▸ PAGE
Loudness is one of the very few things at the disposal of a composer. When you think about it, there are very few things out of which a composer must make much: pitch, rhythm, timbre and dynamics. Taking away loudness from that takes away a significant amount of material for music to work with. Why should a composer restrict himself to other means when loudness is still at his disposal? Moreover, greater or lesser dissonance doesn't matter except for the contrast in the piece. Similarly volume wouldn't matter except for the contrast in the piece: there is a loud bit because you've just had a quiet bit. I cannot think of any moment in (good) music where loudness is unwarranted: perhaps you could argue it in some of the symphonic works of Dvorak, Tchaikovsky, or maybe Wagner.

I agree that perhaps we shall see some music specifically composed to be recorded and listened to in the bedroom. I will be interested to see what the differences will be with standard concert and chamber works.


----------



## Sid James (Feb 7, 2009)

Ramako said:


> I always like to think that Haydn was intelligent enough to realise that Beethoven might be a great composer, that insulting Beethoven's music was not an intelligent thing for him to do, and it might reveal his own 'fuddy duddy' tastes. Lets face it, if he had heard the Eroica and made some remark about hating it, we'd have never heard the last of it from music historians.


Well I think he thought its wise to keep those types of opinions to oneself, so yes.

▸ DATASET EXCERPTS
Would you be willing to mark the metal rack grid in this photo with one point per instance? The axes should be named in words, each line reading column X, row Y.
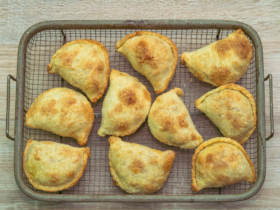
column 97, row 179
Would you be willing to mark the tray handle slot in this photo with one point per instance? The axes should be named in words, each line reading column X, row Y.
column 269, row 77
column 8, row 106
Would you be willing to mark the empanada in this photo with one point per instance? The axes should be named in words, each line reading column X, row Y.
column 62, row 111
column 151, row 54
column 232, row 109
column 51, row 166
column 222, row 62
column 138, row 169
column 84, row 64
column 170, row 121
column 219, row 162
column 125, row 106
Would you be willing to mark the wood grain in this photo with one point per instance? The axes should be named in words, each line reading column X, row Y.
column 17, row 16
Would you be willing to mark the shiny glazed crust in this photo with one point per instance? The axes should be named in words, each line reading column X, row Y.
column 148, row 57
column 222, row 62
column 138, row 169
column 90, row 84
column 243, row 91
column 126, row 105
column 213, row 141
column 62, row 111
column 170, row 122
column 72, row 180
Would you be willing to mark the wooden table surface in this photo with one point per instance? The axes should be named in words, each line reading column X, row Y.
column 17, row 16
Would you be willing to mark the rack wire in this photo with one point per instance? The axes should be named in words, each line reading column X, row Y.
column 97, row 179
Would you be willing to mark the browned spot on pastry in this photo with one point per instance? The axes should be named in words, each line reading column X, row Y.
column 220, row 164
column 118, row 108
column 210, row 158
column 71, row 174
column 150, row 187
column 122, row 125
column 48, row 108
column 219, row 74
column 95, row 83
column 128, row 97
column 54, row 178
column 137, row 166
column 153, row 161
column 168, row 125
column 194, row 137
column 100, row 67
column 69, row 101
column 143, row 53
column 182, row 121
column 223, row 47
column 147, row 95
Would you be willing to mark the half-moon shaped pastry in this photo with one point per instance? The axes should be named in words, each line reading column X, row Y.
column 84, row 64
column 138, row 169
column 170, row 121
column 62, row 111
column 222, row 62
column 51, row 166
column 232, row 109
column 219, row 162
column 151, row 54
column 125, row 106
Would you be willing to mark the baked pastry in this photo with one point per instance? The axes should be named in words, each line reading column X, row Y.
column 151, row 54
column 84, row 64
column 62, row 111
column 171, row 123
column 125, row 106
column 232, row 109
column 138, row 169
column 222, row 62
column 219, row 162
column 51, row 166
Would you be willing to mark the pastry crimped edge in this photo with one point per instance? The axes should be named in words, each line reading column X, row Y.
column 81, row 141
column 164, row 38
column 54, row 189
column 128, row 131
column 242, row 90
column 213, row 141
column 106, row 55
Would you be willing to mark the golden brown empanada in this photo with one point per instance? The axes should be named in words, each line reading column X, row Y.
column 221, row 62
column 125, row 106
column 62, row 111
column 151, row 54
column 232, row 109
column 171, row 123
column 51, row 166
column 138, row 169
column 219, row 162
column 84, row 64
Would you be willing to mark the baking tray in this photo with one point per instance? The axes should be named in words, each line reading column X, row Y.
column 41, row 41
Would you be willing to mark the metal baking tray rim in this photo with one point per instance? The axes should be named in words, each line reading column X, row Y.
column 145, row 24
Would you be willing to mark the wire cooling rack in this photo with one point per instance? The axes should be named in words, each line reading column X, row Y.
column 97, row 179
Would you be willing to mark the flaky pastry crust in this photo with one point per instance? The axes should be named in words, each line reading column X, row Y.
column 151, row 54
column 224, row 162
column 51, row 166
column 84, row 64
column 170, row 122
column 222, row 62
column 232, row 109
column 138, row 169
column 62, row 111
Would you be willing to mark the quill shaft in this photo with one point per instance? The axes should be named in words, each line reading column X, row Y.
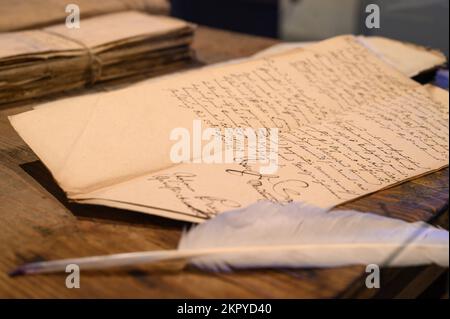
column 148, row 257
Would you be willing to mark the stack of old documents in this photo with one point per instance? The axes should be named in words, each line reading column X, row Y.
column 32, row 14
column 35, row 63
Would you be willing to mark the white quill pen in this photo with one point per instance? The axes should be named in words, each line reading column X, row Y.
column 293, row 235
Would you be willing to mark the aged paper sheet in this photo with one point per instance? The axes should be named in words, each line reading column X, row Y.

▸ WHAT YOU NEED TO DO
**1.** Reproduce the passage of the music forum thread between "## Sid James" and "from music historians.", inclusive.
**2.** In the music forum thread, which four things does the first post say a composer must make much from?

▸ SOLUTIONS BELOW
**1.**
## Sid James (Feb 7, 2009)

Ramako said:


> I always like to think that Haydn was intelligent enough to realise that Beethoven might be a great composer, that insulting Beethoven's music was not an intelligent thing for him to do, and it might reveal his own 'fuddy duddy' tastes. Lets face it, if he had heard the Eroica and made some remark about hating it, we'd have never heard the last of it from music historians.

**2.** Pitch, rhythm, timbre and dynamics.